ARBEITSANWEISUNGEN |
1) Entscheide für jede Aussage, ob sie mit dem Forenbeitrag übereinstimmt, und belege dein Ja oder Nein mit den ausschlaggebenden Worten des Beitrags als wörtlichem Zitat: (a) Auf dem PC läuft Windows 10 Home in der 64-Bit-Version. (b) Im PC stecken derzeit 8 GB Arbeitsspeicher. (c) Neben Arbeitsspeicher und Grafikkarte soll auch der Prozessor ersetzt werden.
2) Gib den Abschnitt des Forenbeitrags wortgetreu wieder, der mit den Worten „## PaddyBremen (8.“ anfängt und mit „kleinen Geldbeutel empfehlen?“ schließt.
3) Übersetze den folgenden Satz aus dem Forenbeitrag ins Englische: „Welche Arbeitsspeichergröße und was für eine Grafikkarte könnt ihr mir für den kleinen Geldbeutel empfehlen?“

TEXTAUSZUG |
# Ich würde gerne meinen PC aufrüsten



## PaddyBremen (8. September 2015)

*Ich würde gerne meinen PC aufrüsten*

Wie schon geschrieben, ich würde gerne meinen PC aufrüsten. Sprich neuer/größerer Arbeitsspeicher und neue Grafikkarte.

Mein System :  
Prozessor :           AMD A10-7800 Radeon R7, 12 Compute Cores 4C+8G    3,50GHz
Arbeitsspeicher :  4GB
Betriebssystem : Windows 10 Home (64-Bit)
aktuelle Grafik :    XFX One 1GB

Welche Arbeitsspeichergröße und was für eine Grafikkarte könnt ihr mir für den kleinen Geldbeutel empfehlen? 

Ich bedanke mich schon mal im Vorraus für eure Vorschläge .


----------



## Enisra (8. September 2015)

DATEN |
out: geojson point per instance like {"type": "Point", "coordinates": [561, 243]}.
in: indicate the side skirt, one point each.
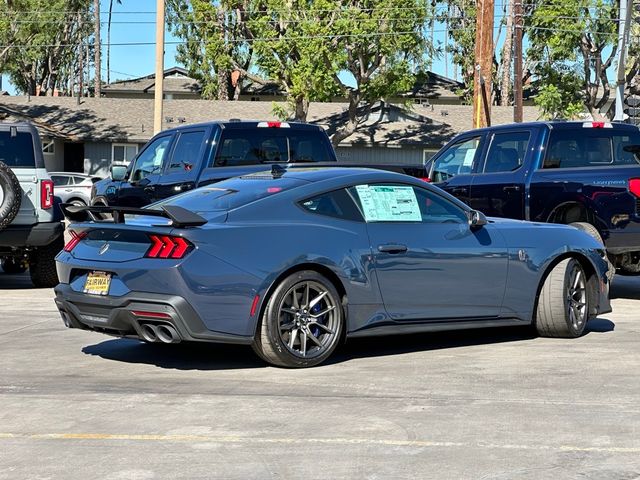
{"type": "Point", "coordinates": [404, 329]}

LÖSUNGEN |
1)
(a) Ja: „Betriebssystem : Windows 10 Home (64-Bit)“
(b) Nein: „Arbeitsspeicher :  4GB“
(c) Nein: „Sprich neuer/größerer Arbeitsspeicher und neue Grafikkarte.“

2)
## PaddyBremen (8. September 2015)

*Ich würde gerne meinen PC aufrüsten*

Wie schon geschrieben, ich würde gerne meinen PC aufrüsten. Sprich neuer/größerer Arbeitsspeicher und neue Grafikkarte.

Mein System :  
Prozessor :           AMD A10-7800 Radeon R7, 12 Compute Cores 4C+8G    3,50GHz
Arbeitsspeicher :  4GB
Betriebssystem : Windows 10 Home (64-Bit)
aktuelle Grafik :    XFX One 1GB

Welche Arbeitsspeichergröße und was für eine Grafikkarte könnt ihr mir für den kleinen Geldbeutel empfehlen?

3) What amount of RAM and what kind of graphics card can you recommend to me on a small budget?